> _Problem A_
In the aquarium forum thread, how many pounds of flourite did JAXON777 lay down?
> _Problem B_
Write out every one of the records that follow the aquarium forum thread again, requests included, shifting each coordinate in the answers by -3. Leave the pictures out.

> _Source_

# Algae on eco but not on flourite



## JAXON777 (Jan 4, 2007)

Hello

I laid down 60 pounds of flourite and topped off 50 pouds of eco. Well some of it has mixed up, but what I find weird is that there is hair algae all over the eco and no algae on the parts thats more flourite. Is this just a weird coincedence or is their something to this? I wouldn't think that the algae would care what it grows on.

This is just an observation has anyone else noticed this

JAX


----------



## John N. (Dec 11, 2005)

I've noticed that clado (thick patchy) algae likes to cling onto Eco Complete more so then Flourite. In fact, I've never noticed any attached to Flourite. I suspect it must be due to the finer grain size and texture of the Eco Complete trapping more debris and algae strands. 

Overall I think algae does care what it grows on. For example, some plants are prone to green spot algae (anubias) where the same plant won't get any hair algae growth. Also, Amazon swords tend to get that thick fuzz and black beard algae when conditions aren't right but none of the other plants in the same tank get afflicted by this syndrome.

-John N.


----------



## JAXON777 (Jan 4, 2007)

yea thats the stuff. when i pick it out it brings all of the eco with it too


----------



## jon_the_newb (Dec 30, 2006)

Hmmm, I would say my experiance was just the opposite. I haven't had any thread algae's stick to my eco complete (29G), but when it hit my flourite (20G) tank we ended up dragging alot of flourite out. The eco tank is currently algae free, but the flourite one has never fully cleared up, some minor bits just refuse to go away.

> _Material for the task_
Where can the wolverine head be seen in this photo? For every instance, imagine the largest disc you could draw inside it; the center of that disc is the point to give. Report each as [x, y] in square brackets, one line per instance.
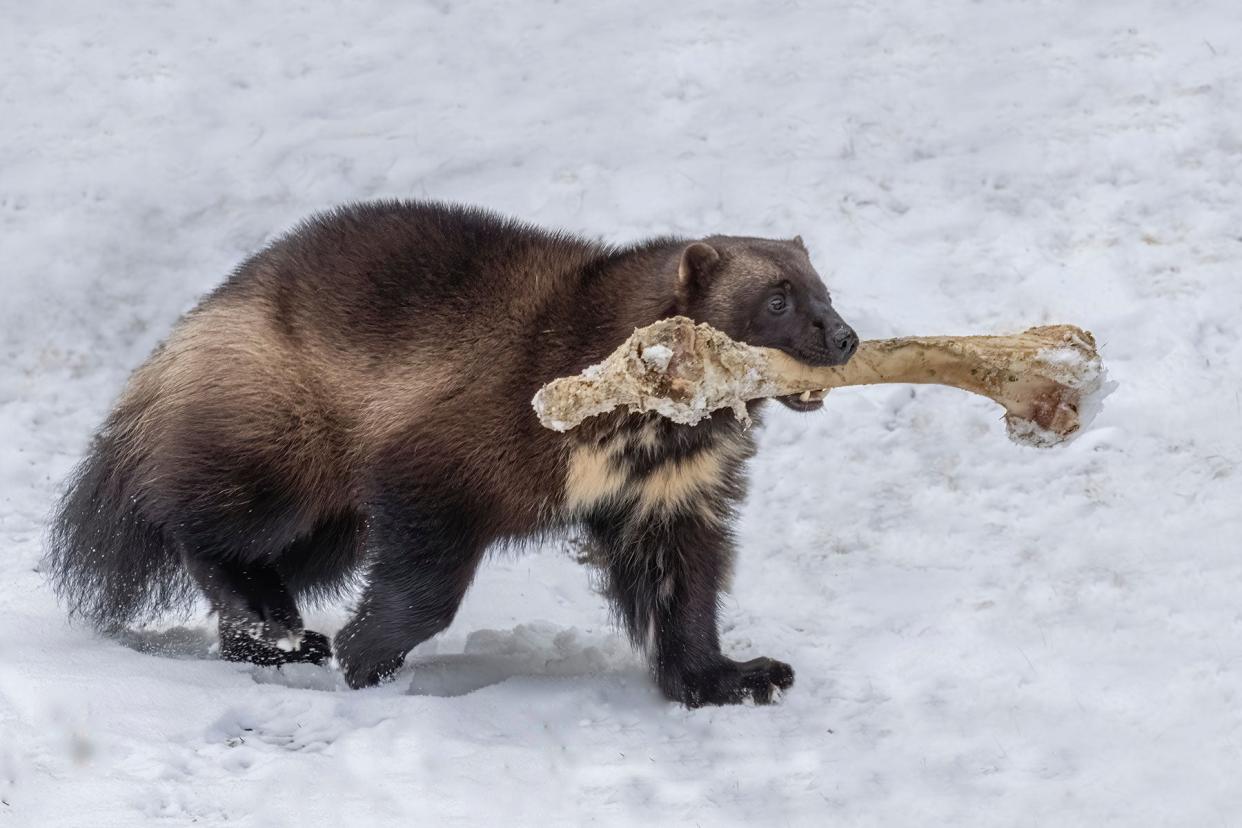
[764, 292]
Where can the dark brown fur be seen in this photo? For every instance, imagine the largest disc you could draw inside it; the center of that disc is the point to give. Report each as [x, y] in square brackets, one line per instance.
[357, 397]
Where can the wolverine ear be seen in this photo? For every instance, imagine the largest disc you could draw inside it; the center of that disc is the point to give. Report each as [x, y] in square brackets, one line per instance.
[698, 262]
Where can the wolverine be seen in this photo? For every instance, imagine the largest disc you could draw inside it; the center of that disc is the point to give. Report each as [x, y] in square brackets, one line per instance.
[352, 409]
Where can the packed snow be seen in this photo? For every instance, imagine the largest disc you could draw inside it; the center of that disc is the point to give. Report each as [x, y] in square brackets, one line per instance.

> _Response A_
60 pounds.

> _Response B_
Where can the wolverine head be seen in this photo? For every instance, imagine the largest disc you could draw inside it; the center of that disc is the point to give. Report each as [x, y] in square brackets, one line per instance.
[761, 289]
Where can the dark brown fur be seen in this photo? For every instance, imagine the largest disc you could draw inside it; the center of that disc is the point to give. Report each as [x, y] in square brackets, one line per instance.
[354, 394]
Where can the wolverine ear be seen in this photo? For every instance, imagine the largest disc you could draw inside it; the center of that disc is the point to give. Report each as [x, y] in square brackets, one line per instance.
[695, 259]
Where can the wolverine be seen in this photo? For every instance, imagine the largest disc you could draw inside it; the center of that disc is the point to give. Report each as [x, y] in square brackets, one line per instance.
[349, 406]
Where can the packed snow be seen in this photo? For every instance, imagine the largest disc you could draw inside it; the center of that disc is the point to give. Report each as [x, y] in square brackets, one line per instance.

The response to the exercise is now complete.